───── Extrait du document

Il s’agit notamment de réviser les règlements qui renforcent dans le cadre de l’Etat le rôle d’organismes visant au développement exclusif des juifs comme l’Agence juive et le Fonds national juif. Ce sont ces organisations qui allouent les terres pour établir des quartiers et des agglomérations qui excluent les habitants arabes, souligne le rapport. Les auteurs demandent également la « cessation de la confiscation des terres arabes pour les destiner à des juifs, par ex. pour des colonies ou pour l’armée, et la rétrocession à leurs propriétaires de certaines terres arabes expropriées par l’Etat, dont certaines n’ont jamais été utilisées, ainsi que des propriétés appartenant au Waqf, le conservateur des biens musulmans.

Des compensations financières pour les victimes de la discrimination

L’étude demande également que les communautés arabes pauvres soient mises au bénéfice des mêmes subventions au développement que celles que reçoivent les communautés juives à bas revenus dans les régions périphériques, ce qui n’est pas le cas actuellement. Les auteurs suggèrent au gouvernement de prendre d’autres mesures – compensations financières ou autres – pour faire face aux blessures et injustices commises dans le passé par la politique foncière discriminatoire, qui a affecté les communautés arabes. Ils plaident pour une « action affirmative » en direction du secteur arabe d’Israël.

──────────
───── Données extraites

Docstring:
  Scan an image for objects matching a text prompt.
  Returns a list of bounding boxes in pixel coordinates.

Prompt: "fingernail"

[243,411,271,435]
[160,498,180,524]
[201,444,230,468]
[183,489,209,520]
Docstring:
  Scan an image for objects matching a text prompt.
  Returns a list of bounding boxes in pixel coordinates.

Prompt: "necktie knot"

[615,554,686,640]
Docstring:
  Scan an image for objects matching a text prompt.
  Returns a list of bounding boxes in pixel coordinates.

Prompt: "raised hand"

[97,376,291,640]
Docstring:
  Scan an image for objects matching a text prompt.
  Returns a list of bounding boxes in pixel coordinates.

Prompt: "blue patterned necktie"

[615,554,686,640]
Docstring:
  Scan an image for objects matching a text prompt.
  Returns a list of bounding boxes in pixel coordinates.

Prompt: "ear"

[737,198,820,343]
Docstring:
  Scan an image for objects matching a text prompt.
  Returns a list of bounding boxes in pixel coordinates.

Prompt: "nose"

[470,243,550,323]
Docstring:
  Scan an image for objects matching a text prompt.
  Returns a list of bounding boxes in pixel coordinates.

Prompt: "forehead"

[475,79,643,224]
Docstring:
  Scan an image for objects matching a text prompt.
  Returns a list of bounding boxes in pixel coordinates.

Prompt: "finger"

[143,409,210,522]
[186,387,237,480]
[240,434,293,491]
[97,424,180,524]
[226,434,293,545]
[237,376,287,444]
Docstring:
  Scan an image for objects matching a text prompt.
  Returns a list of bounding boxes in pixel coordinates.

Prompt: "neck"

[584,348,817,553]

──────────

Consignes:
1. Recopiez tout le passage de l'extrait sur la politique foncière, depuis « L’étude demande également » jusqu'à « secteur arabe d’Israël. ».
2. Selon l'extrait sur la politique foncière, quels organismes visent au développement exclusif des juifs ?
3. Poursuivez la rédaction de l'extrait sur la politique foncière à partir de l'endroit où il s'arrête.
Les lignes ci-dessus proviennent d'une source distincte de l'extrait sur la politique foncière.

Réponses par consigne:
1.
L’étude demande également que les communautés arabes pauvres soient mises au bénéfice des mêmes subventions au développement que celles que reçoivent les communautés juives à bas revenus dans les régions périphériques, ce qui n’est pas le cas actuellement. Les auteurs suggèrent au gouvernement de prendre d’autres mesures – compensations financières ou autres – pour faire face aux blessures et injustices commises dans le passé par la politique foncière discriminatoire, qui a affecté les communautés arabes. Ils plaident pour une « action affirmative » en direction du secteur arabe d’Israël.

2. L'Agence juive et le Fonds national juif.

3.
Des villages arabes inexistants pour le gouvernement

Le rapport condamne clairement la politique du gouvernement israélien qui ne veut pas reconnaître formellement l’existence de dizaines de villages arabes – bien que certains existent depuis bien avant la fondation de l’Etat d’Israël – , ce qui revient en pratique à leur refuser les infrastructures de base comme l’eau potable, l’électricité et les autres installations nécessaires. « Cette politique, qui est un tache morale sur la société israélienne, doit cesser immédiatement », exige le rapport remis au Premier ministre.

Les académiciens écrivent dans leur document que depuis la fondation de l’Etat d’Israël, la minorité arabe a été vue avant tout comme une menace démographique et une menace pour la sécurité de l’Etat, ce qui a poussé à mettre les Arabes « au ban de la citoyenneté commune ». Une telle politique menée depuis le début « est susceptible de provoquer des confrontations destructrices et d’empêcher la vision d’un Etat démocratique qui traite tous ses citoyens de manière impartiale, comme des égaux ». Les professeurs d’Université à l’origine du rapport affirment que le changement fondamental du statut de la minorité arabe va sans conteste affecter la définition de l’identité de l’Etat d’Israël. (apic/haar/jpost/be)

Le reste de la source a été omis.